*SET EXERCISE*
Exactly as written, retype the listing below, omitting the pictures.

BEGIN

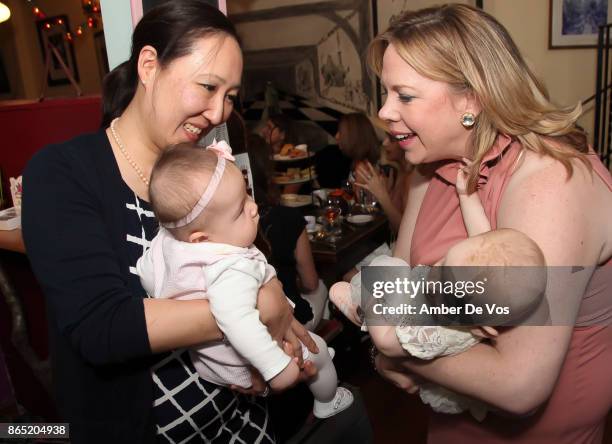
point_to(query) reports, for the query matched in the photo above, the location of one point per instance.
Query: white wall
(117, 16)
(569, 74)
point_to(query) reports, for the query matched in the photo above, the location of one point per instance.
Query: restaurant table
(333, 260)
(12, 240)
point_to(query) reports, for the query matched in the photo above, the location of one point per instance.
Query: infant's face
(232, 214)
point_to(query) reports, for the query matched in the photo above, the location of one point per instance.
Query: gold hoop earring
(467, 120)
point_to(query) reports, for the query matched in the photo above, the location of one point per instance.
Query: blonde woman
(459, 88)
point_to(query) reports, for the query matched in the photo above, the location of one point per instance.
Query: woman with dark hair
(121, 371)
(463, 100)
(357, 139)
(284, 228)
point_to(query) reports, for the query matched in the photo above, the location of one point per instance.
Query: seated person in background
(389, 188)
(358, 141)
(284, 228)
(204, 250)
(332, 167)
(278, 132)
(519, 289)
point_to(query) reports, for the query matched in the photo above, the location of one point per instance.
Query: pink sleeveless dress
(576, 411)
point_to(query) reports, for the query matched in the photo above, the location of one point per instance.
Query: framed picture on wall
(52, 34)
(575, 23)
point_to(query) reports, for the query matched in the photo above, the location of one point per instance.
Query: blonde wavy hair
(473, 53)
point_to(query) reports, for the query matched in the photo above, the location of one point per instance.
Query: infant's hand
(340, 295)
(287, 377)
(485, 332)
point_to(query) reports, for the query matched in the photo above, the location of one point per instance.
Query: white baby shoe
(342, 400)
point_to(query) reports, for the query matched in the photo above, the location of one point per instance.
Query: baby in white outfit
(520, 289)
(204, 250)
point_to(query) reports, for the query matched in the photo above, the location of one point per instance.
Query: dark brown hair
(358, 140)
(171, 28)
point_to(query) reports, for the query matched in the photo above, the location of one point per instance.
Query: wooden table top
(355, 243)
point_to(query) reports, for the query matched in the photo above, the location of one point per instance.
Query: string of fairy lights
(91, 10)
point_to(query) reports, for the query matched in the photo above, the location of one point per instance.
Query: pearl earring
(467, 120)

END

*RESULT OF THIS EXERCISE*
point_to(query) reports, for the query matched in the photo above, the location of one point per instance.
Query: white wall
(117, 16)
(569, 74)
point_to(query) reports, for the query matched in the photo above, the location of one point per instance.
Query: restaurant table
(333, 260)
(12, 240)
point_to(query) reports, for the query matched in the photo above, the location of one point per instance.
Query: infant's face
(232, 214)
point_to(query) reports, for the query matched in the photo above, the location of one point per instance.
Query: gold hoop earring
(467, 120)
point_to(query) reports, for the query matched in the photo above, the location of one point per instance.
Query: blonde woman
(459, 88)
point_to(query) reports, for the query matched in the photo above, the location of one point per instance.
Query: woman with dark hair
(121, 371)
(463, 100)
(357, 139)
(284, 228)
point_to(query) reports, for the query matched in the photo above, the location of one point per instance.
Query: seated person in background
(389, 188)
(358, 141)
(284, 228)
(204, 250)
(332, 167)
(278, 132)
(519, 289)
point_to(query) reports, for the query matched in the photo above, the location of one point per instance.
Query: pink sleeveless dress
(576, 411)
point_to(query) reports, for the query matched in the photo above, the location of one point per instance.
Query: framed picture on wall
(52, 34)
(575, 23)
point_to(query) reports, for the query matched in the photo above, the location of one point per instance.
Query: blonde wavy hair
(473, 53)
point_to(query) reports, for the query matched in the photo above, the location of one point per instance.
Query: infant's hand
(340, 295)
(287, 377)
(485, 332)
point_to(query) reports, for the query matched in the photo above, the location of one point per instance.
Query: white baby shoe
(342, 400)
point_to(query) reports, for the query matched in the photo above, the location of one point per instance.
Query: baby in white outfit
(520, 289)
(204, 250)
point_to(query) reports, for the query matched in the photo above, the location of one point per instance.
Query: dark brown hair
(358, 140)
(171, 28)
point_to(query) reports, for the query matched in the photo above, the location of one point per instance.
Query: wooden table top
(355, 243)
point_to(query) reports, for the query matched in the photo above, the location of one point per instance.
Query: string of fairy lights
(91, 10)
point_to(query) reports, for the query matched in the photo above, the location of one point per instance.
Query: pearl earring
(467, 120)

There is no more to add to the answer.